=== Begin Enclosure ===

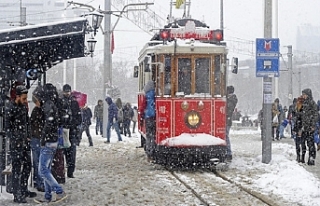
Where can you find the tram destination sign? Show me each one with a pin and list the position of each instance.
(267, 57)
(190, 31)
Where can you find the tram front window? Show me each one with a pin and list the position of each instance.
(184, 76)
(202, 75)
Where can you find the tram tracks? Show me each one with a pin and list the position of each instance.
(214, 188)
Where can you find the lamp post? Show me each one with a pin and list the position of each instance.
(91, 45)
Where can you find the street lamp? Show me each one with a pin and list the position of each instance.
(91, 45)
(95, 18)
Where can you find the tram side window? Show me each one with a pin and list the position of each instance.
(217, 75)
(202, 75)
(184, 76)
(167, 76)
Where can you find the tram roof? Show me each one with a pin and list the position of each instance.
(183, 47)
(42, 45)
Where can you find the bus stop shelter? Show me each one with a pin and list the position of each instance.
(36, 47)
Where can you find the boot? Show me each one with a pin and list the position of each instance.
(302, 159)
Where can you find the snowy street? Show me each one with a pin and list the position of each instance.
(119, 174)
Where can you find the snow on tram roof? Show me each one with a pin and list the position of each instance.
(42, 25)
(183, 46)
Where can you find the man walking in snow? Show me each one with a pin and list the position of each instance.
(309, 119)
(232, 101)
(112, 119)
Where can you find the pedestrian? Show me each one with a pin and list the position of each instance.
(309, 119)
(17, 125)
(86, 122)
(275, 119)
(71, 120)
(261, 120)
(297, 131)
(232, 101)
(127, 116)
(36, 121)
(98, 116)
(120, 115)
(292, 117)
(134, 118)
(112, 119)
(149, 116)
(49, 144)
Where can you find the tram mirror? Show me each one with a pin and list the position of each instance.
(135, 71)
(147, 64)
(235, 65)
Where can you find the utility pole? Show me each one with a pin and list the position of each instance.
(267, 91)
(23, 11)
(107, 63)
(290, 96)
(276, 79)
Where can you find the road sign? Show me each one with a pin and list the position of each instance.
(267, 57)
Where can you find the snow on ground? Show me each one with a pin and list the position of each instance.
(119, 174)
(283, 176)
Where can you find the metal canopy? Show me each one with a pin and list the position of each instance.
(42, 46)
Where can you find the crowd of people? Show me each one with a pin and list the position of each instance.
(304, 120)
(47, 140)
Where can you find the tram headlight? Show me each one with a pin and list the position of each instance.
(193, 119)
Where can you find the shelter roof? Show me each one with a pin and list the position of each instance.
(43, 45)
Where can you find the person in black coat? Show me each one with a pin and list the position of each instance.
(36, 121)
(17, 127)
(70, 116)
(232, 101)
(309, 120)
(86, 122)
(49, 142)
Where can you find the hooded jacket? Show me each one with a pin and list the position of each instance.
(51, 114)
(309, 115)
(98, 111)
(149, 111)
(112, 111)
(17, 126)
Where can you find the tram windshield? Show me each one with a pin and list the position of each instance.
(202, 69)
(184, 75)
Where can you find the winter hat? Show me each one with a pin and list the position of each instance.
(50, 91)
(66, 88)
(21, 89)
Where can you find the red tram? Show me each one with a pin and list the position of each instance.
(187, 63)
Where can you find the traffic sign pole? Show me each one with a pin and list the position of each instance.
(267, 91)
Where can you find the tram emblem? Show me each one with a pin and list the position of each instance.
(162, 109)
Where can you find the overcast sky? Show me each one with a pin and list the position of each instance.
(243, 23)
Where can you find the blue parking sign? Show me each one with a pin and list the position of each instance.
(267, 57)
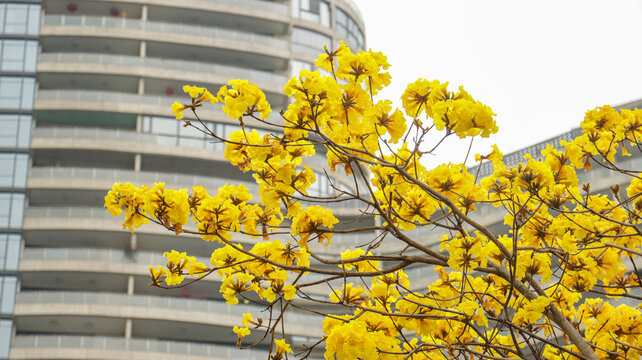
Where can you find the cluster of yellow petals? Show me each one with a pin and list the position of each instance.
(455, 112)
(556, 233)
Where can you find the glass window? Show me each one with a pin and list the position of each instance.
(9, 251)
(13, 170)
(5, 337)
(20, 19)
(18, 55)
(16, 92)
(15, 132)
(11, 210)
(317, 11)
(8, 295)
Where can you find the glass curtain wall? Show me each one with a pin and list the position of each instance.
(19, 25)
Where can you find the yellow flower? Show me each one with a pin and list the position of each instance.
(282, 347)
(177, 109)
(241, 332)
(193, 91)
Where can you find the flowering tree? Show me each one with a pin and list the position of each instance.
(546, 289)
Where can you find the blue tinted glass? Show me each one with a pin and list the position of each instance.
(12, 255)
(8, 294)
(5, 337)
(13, 52)
(24, 131)
(31, 55)
(33, 24)
(20, 171)
(17, 211)
(7, 164)
(16, 19)
(28, 88)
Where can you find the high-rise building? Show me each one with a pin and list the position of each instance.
(85, 90)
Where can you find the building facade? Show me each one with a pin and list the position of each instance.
(85, 92)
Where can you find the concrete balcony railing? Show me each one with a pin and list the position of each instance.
(109, 176)
(100, 255)
(71, 216)
(162, 27)
(208, 312)
(99, 347)
(264, 5)
(275, 82)
(107, 96)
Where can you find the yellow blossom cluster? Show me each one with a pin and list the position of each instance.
(535, 281)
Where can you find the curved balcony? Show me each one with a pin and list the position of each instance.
(98, 219)
(100, 179)
(180, 70)
(98, 255)
(111, 27)
(100, 347)
(144, 307)
(115, 102)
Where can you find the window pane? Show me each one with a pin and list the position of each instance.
(7, 163)
(34, 20)
(17, 211)
(16, 19)
(31, 55)
(8, 294)
(5, 337)
(28, 87)
(20, 174)
(24, 131)
(12, 55)
(9, 126)
(13, 252)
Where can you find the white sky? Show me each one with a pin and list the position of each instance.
(540, 65)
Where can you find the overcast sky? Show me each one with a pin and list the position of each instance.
(538, 64)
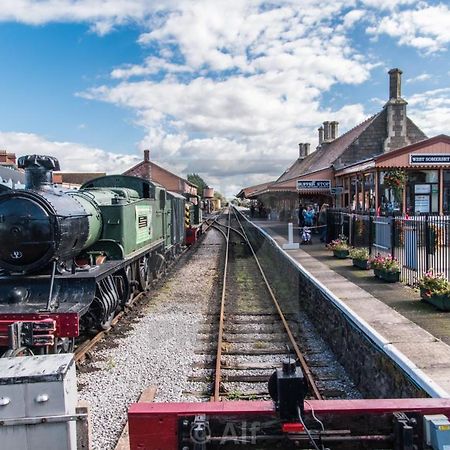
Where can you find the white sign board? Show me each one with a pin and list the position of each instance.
(422, 203)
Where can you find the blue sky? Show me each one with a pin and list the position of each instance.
(223, 88)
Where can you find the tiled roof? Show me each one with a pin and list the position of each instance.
(143, 163)
(325, 156)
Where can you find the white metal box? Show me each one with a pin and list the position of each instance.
(38, 397)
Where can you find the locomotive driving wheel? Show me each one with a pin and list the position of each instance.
(21, 351)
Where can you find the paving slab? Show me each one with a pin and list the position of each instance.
(395, 311)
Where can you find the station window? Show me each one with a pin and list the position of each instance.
(422, 191)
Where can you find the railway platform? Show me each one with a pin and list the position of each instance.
(395, 311)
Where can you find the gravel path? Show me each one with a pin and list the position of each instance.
(157, 349)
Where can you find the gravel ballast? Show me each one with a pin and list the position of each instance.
(157, 349)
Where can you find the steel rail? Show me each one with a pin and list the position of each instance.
(218, 371)
(297, 351)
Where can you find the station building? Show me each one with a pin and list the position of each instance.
(360, 169)
(153, 172)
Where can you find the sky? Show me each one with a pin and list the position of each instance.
(226, 89)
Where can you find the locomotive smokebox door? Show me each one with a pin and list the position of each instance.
(288, 388)
(38, 396)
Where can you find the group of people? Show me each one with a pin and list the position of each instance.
(311, 216)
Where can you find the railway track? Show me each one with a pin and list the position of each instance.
(247, 338)
(83, 348)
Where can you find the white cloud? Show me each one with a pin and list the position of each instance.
(387, 4)
(418, 78)
(229, 87)
(238, 87)
(431, 110)
(72, 156)
(425, 27)
(103, 15)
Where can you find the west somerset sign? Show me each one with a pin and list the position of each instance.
(313, 184)
(429, 159)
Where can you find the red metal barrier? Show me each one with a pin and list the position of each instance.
(65, 325)
(155, 426)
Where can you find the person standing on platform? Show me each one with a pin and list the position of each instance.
(309, 216)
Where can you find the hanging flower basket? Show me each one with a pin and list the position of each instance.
(395, 179)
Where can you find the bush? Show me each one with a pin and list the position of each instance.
(339, 244)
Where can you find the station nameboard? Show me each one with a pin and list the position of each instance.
(429, 159)
(313, 184)
(337, 190)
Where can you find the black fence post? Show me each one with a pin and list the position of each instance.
(427, 243)
(393, 236)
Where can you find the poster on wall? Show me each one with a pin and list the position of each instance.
(422, 203)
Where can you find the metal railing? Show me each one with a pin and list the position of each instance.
(419, 243)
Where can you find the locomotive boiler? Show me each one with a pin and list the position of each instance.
(70, 259)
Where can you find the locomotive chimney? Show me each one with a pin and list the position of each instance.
(38, 170)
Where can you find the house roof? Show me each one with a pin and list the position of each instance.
(143, 163)
(250, 190)
(325, 155)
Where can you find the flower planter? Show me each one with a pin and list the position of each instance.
(361, 263)
(390, 277)
(342, 254)
(441, 302)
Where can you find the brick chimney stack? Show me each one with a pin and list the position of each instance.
(396, 119)
(334, 130)
(303, 150)
(326, 131)
(320, 130)
(395, 84)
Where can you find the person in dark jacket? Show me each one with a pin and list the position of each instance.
(309, 216)
(301, 218)
(323, 222)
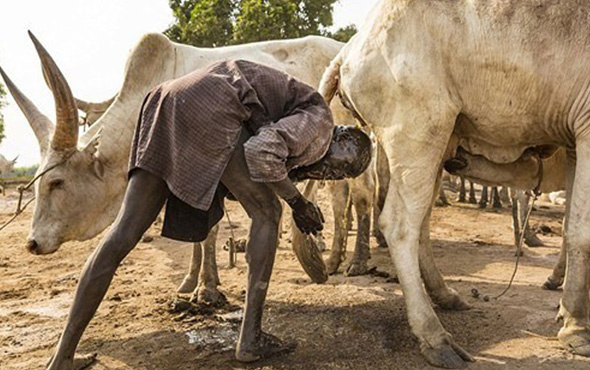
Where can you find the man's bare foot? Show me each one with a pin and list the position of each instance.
(79, 363)
(268, 346)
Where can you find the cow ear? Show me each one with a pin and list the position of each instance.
(98, 168)
(91, 149)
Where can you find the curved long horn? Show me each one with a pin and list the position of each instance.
(88, 107)
(65, 135)
(40, 123)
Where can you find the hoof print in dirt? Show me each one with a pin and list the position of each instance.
(147, 239)
(378, 273)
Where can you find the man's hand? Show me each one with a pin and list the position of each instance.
(307, 216)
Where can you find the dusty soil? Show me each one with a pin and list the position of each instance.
(348, 323)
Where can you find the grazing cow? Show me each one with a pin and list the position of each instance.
(6, 165)
(81, 197)
(515, 73)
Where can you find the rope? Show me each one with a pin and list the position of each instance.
(21, 189)
(519, 247)
(535, 195)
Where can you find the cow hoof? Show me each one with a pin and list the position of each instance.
(332, 264)
(575, 339)
(553, 283)
(452, 301)
(357, 269)
(321, 243)
(533, 241)
(82, 362)
(211, 297)
(188, 285)
(267, 346)
(447, 356)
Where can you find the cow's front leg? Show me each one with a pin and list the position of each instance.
(415, 144)
(496, 202)
(382, 179)
(483, 200)
(191, 279)
(472, 198)
(143, 200)
(340, 204)
(362, 197)
(439, 292)
(554, 281)
(207, 291)
(575, 304)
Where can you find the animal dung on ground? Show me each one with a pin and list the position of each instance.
(309, 256)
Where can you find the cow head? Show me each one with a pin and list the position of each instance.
(73, 199)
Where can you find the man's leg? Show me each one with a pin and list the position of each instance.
(264, 208)
(144, 198)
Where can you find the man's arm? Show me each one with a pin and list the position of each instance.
(307, 216)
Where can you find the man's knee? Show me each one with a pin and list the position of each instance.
(268, 210)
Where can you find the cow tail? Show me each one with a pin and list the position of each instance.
(331, 79)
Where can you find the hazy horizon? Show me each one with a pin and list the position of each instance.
(90, 41)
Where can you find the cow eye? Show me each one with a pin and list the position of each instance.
(56, 184)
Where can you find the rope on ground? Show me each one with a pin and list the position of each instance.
(20, 208)
(535, 195)
(519, 246)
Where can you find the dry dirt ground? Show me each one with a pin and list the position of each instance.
(347, 323)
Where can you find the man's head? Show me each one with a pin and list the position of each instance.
(349, 156)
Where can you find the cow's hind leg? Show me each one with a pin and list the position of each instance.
(575, 304)
(439, 292)
(415, 143)
(496, 202)
(530, 237)
(340, 204)
(554, 281)
(362, 190)
(207, 291)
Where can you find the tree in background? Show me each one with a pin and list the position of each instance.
(210, 23)
(344, 34)
(3, 103)
(207, 23)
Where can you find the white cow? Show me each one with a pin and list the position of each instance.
(528, 172)
(518, 72)
(79, 198)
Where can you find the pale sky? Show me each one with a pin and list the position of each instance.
(90, 41)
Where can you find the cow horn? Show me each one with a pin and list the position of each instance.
(40, 123)
(88, 107)
(65, 135)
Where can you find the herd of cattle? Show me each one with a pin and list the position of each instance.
(493, 91)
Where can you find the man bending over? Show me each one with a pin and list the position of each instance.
(236, 127)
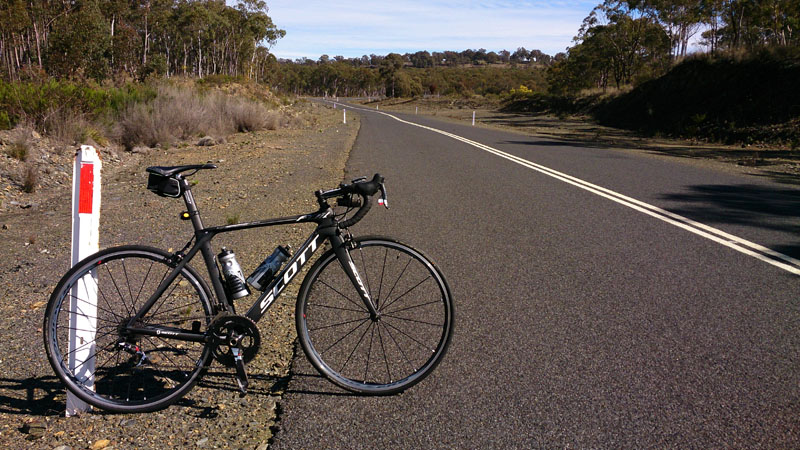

=== End Enclosure ===

**WHAT YOU WILL DO**
Transcribe only the lines from the one holding "Where can you find the cow's hind" through the last line of the listing above, inclusive, and do not include the pictures.

**THE ANSWER**
Where can you find the cow's hind leg? Show me each one with a pin and list the position of each instance.
(575, 304)
(439, 292)
(415, 143)
(496, 202)
(530, 237)
(340, 204)
(554, 281)
(362, 190)
(207, 291)
Where can you find the tree in background? Show me each one with a pin and list the position of each instance.
(210, 23)
(344, 34)
(3, 103)
(207, 23)
Where can you find the white cow? Show me each one with a pin and list the position of each instance.
(528, 172)
(518, 72)
(79, 198)
Where can you find the pale sky? Show me each one with a pin and list the position of each instance.
(90, 41)
Where can you find the cow horn? Show me each one with a pin and list the position of each instance.
(40, 123)
(88, 107)
(65, 135)
Where can you find the herd of cattle? Show me each one with a pin and list the position of each instance.
(493, 91)
Where can you find the man bending over? Show me each one with a pin and list the position of each instance.
(236, 127)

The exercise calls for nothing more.